Given instruction: Copy only the lines between the one containing "TARGET = leather boot" and the end of the records, both included, leaving out pictures.

Information provided:
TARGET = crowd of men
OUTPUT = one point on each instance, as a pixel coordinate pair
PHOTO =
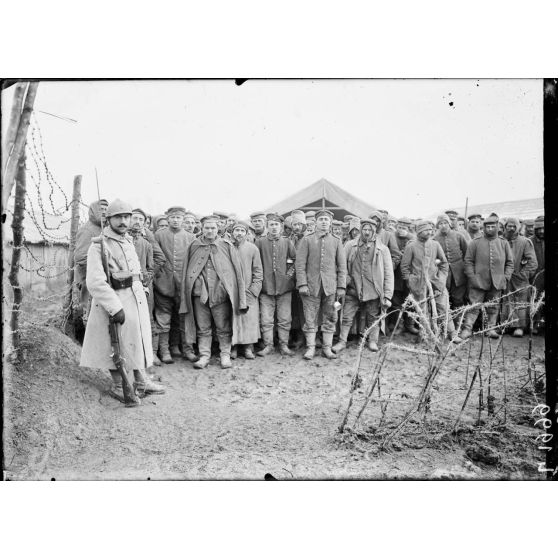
(247, 286)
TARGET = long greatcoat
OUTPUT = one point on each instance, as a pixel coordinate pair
(251, 263)
(226, 262)
(136, 330)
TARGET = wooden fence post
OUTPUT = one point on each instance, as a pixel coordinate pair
(17, 228)
(74, 225)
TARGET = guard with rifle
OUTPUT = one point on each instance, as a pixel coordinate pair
(118, 334)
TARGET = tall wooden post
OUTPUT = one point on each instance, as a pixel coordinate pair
(74, 225)
(13, 277)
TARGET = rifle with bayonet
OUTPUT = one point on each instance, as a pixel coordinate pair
(130, 397)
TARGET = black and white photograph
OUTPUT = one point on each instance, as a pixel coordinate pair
(275, 279)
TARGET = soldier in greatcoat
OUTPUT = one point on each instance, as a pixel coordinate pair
(403, 236)
(84, 236)
(123, 302)
(454, 246)
(525, 265)
(321, 275)
(250, 260)
(298, 220)
(278, 258)
(369, 282)
(489, 267)
(174, 242)
(424, 267)
(213, 292)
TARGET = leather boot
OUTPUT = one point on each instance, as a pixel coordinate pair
(204, 348)
(144, 386)
(155, 344)
(189, 353)
(373, 339)
(343, 336)
(284, 343)
(249, 352)
(327, 340)
(117, 390)
(267, 338)
(164, 348)
(175, 351)
(310, 345)
(225, 351)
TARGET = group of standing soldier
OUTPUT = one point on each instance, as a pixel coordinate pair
(219, 280)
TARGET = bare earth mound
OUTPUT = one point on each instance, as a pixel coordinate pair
(276, 415)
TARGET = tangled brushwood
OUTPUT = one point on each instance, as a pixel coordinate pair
(452, 387)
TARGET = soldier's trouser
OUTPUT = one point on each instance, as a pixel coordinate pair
(510, 310)
(371, 309)
(480, 295)
(457, 294)
(397, 301)
(164, 307)
(312, 306)
(222, 317)
(269, 304)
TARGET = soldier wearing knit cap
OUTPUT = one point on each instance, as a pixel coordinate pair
(538, 279)
(299, 230)
(425, 268)
(278, 256)
(258, 222)
(252, 271)
(454, 246)
(387, 237)
(174, 242)
(369, 283)
(475, 225)
(525, 265)
(488, 266)
(336, 228)
(310, 221)
(321, 273)
(403, 236)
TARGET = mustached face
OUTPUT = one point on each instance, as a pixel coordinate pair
(120, 223)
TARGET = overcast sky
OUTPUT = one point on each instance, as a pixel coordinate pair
(211, 145)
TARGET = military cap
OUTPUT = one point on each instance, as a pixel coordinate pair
(118, 207)
(242, 224)
(274, 217)
(492, 219)
(422, 224)
(325, 212)
(377, 215)
(158, 219)
(354, 224)
(442, 217)
(257, 214)
(138, 210)
(368, 222)
(176, 209)
(210, 219)
(298, 216)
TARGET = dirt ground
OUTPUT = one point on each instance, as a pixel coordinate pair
(278, 415)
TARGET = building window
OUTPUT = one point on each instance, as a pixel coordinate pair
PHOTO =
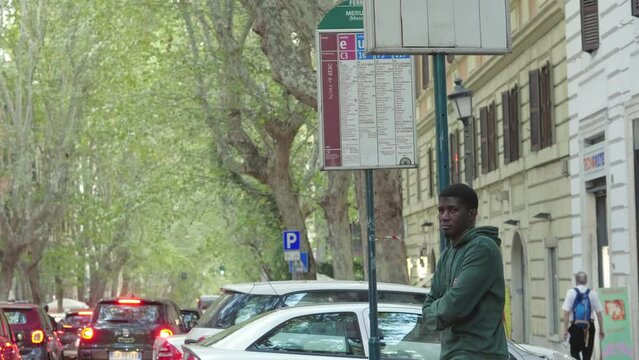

Solution:
TARGET = leather boot
OUTPUT = one point on each instance, as a pixel coordinate pair
(204, 348)
(144, 386)
(155, 344)
(189, 353)
(373, 339)
(343, 336)
(284, 343)
(249, 352)
(327, 340)
(117, 390)
(267, 338)
(164, 348)
(175, 351)
(310, 345)
(225, 351)
TARGET = group of standing soldier
OUTPUT = one point on each instance, as a pixel coordinate pair
(219, 280)
TARGET = bare earth mound
OUTPUT = one point on each instance, as a pixel coordinate pair
(276, 415)
TARGET = tangled brushwood
OUTPUT = one point on each instance, as a pixel coordinate pair
(452, 387)
TARGET = soldier's trouser
OUTPUT = one point on each instance, as a pixel coordinate pair
(510, 310)
(371, 309)
(480, 295)
(457, 294)
(397, 301)
(164, 307)
(312, 306)
(222, 317)
(269, 304)
TARGET = soldier wearing knit cap
OUTPUT = one point on each instance, as a pixel coordinate pair
(538, 279)
(299, 230)
(425, 268)
(278, 256)
(258, 222)
(252, 271)
(454, 246)
(387, 237)
(174, 242)
(369, 283)
(475, 225)
(525, 265)
(488, 266)
(336, 228)
(310, 221)
(321, 273)
(403, 236)
TARGET = mustached face
OUTPUT = one point on each instance, as a pixel coordinate pair
(120, 223)
TARGET = overcast sky
OUTPUT = one point on each instance, as a pixel coordinate pair
(211, 145)
TARGET = military cap
OUTPUT = one point on each instance, as a pixel coordinate pair
(118, 207)
(242, 224)
(274, 217)
(492, 219)
(422, 224)
(325, 212)
(377, 215)
(158, 219)
(354, 224)
(442, 217)
(257, 214)
(138, 210)
(368, 222)
(176, 209)
(210, 219)
(298, 216)
TARGET = dirt ground
OUTPUT = one point on each instance, as a pixel coordinate pair
(278, 415)
TARGET = building window
OUTPUT = one point on each instance, as a pixel coordinate pair
PHOTO =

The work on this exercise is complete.